Supplied data:
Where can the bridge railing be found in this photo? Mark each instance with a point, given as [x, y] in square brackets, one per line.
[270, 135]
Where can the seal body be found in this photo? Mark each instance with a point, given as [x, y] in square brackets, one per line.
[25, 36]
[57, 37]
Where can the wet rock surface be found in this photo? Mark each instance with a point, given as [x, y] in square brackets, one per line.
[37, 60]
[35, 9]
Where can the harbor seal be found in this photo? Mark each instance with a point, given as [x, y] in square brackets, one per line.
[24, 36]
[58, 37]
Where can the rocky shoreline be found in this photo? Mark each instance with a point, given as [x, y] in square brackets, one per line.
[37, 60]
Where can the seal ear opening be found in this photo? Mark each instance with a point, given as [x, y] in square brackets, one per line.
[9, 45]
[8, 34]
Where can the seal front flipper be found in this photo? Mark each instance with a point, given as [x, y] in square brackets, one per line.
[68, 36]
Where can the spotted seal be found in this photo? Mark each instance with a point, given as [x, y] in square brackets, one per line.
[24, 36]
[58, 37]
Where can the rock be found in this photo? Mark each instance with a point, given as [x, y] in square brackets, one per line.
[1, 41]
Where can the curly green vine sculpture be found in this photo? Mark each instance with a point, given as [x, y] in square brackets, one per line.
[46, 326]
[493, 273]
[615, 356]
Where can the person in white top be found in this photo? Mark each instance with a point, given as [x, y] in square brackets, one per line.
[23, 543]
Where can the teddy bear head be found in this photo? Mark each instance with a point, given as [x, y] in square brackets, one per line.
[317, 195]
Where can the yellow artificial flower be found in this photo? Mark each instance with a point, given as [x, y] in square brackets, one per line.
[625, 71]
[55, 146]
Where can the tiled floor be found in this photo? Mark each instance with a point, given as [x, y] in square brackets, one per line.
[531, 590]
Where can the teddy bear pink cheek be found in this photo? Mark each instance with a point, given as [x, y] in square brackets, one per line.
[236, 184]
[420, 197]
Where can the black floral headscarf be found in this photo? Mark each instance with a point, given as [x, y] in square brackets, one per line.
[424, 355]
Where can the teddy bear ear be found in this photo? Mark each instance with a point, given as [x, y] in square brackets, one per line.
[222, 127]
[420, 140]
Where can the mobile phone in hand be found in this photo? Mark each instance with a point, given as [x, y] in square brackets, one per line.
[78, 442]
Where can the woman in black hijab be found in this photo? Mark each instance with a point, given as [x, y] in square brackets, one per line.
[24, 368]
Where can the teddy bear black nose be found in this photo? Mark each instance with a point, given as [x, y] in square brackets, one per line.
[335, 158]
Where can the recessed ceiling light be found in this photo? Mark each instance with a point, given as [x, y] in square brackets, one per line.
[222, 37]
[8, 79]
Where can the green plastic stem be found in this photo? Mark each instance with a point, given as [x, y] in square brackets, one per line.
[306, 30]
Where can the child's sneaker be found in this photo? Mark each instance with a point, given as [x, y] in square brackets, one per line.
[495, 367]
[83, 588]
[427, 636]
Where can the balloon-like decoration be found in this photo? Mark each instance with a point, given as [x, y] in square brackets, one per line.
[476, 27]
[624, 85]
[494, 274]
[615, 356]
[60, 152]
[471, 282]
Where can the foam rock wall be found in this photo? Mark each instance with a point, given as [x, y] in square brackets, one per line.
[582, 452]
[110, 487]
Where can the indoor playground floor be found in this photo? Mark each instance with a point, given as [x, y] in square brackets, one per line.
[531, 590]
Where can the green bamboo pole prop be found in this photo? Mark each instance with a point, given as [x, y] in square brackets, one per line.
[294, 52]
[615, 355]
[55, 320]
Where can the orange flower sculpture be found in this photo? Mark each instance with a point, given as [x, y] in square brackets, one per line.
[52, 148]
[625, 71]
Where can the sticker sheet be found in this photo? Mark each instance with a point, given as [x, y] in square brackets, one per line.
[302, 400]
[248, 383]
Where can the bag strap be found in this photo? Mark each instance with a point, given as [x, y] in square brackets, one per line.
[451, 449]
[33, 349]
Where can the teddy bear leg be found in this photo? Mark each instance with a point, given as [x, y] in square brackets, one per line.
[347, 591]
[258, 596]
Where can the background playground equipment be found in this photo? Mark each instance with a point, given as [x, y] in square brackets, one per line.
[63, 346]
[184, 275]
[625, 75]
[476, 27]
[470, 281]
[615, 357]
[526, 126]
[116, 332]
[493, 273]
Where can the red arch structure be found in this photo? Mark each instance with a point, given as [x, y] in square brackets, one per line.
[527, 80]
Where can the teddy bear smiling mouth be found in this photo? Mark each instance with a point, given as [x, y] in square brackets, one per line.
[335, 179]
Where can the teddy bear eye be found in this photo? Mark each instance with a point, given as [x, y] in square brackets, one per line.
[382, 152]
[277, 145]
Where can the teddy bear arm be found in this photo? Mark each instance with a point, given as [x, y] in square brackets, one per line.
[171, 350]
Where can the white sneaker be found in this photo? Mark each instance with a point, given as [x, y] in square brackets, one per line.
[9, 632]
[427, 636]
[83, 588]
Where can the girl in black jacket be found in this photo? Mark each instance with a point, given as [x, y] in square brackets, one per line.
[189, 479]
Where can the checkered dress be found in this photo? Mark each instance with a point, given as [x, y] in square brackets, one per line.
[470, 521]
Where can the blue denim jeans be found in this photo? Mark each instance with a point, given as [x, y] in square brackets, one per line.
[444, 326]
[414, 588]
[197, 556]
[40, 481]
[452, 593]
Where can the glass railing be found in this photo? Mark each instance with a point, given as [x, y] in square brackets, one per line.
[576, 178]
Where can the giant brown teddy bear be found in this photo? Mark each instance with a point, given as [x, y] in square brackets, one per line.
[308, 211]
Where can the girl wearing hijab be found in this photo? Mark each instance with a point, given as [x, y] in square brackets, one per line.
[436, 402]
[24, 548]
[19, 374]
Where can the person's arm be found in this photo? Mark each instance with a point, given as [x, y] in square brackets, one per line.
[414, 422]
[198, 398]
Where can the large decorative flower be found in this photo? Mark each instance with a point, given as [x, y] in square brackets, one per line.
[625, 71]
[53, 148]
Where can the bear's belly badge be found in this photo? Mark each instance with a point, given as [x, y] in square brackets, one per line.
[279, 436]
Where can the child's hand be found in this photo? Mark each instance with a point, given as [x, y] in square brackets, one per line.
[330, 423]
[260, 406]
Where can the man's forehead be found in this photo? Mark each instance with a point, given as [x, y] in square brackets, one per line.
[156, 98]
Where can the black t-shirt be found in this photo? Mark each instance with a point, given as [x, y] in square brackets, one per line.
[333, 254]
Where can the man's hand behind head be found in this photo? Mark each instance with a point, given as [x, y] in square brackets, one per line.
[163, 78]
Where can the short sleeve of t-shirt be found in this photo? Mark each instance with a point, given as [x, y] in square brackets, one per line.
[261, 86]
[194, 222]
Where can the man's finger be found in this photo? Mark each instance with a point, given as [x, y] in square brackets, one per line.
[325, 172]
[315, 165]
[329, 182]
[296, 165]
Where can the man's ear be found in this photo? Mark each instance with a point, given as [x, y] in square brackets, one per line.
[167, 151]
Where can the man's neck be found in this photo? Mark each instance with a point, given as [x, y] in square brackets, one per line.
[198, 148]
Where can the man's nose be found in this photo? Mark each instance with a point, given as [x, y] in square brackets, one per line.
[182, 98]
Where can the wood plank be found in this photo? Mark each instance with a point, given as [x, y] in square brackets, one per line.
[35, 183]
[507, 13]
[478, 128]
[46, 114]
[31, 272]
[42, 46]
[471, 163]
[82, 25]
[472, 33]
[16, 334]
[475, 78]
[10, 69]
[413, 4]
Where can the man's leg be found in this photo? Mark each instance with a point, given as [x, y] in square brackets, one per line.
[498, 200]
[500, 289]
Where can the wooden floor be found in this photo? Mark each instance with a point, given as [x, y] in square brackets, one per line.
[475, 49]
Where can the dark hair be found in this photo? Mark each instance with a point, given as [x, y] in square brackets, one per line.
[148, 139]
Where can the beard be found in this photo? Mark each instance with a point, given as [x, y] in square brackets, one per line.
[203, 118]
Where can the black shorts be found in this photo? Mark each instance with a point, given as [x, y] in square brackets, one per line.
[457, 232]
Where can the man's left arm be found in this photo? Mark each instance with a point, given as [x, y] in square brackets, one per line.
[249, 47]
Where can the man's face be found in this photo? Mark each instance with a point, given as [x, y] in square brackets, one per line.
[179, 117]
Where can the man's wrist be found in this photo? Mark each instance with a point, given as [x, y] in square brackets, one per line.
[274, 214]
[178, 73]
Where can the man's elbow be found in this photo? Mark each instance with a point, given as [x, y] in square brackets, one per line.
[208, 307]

What is expected:
Return, word for word, each line from the line that contains "Where can the black shorts" to the end of the listing above; include both end lines and nothing else.

Task answer:
Where can the black shorts be found in this photo? Mark each instance with a point, given as [x, y] in square brackets, one per line.
[457, 232]
Where can the man's left arm be found in this photo? Mark each instance with a point, given as [x, y] in square brackets, one per line.
[249, 47]
Where can the man's face be found in this photo? Mark each instance with a point, given as [x, y] in square brackets, one per line.
[179, 117]
Where can the man's wrist be found in this photo? Mark each instance with a point, given as [x, y] in square brackets, one per line.
[274, 214]
[178, 73]
Where can the man's elbow be found in this photo? Mark each instance with a point, given as [x, y] in square brackets, one per line.
[208, 307]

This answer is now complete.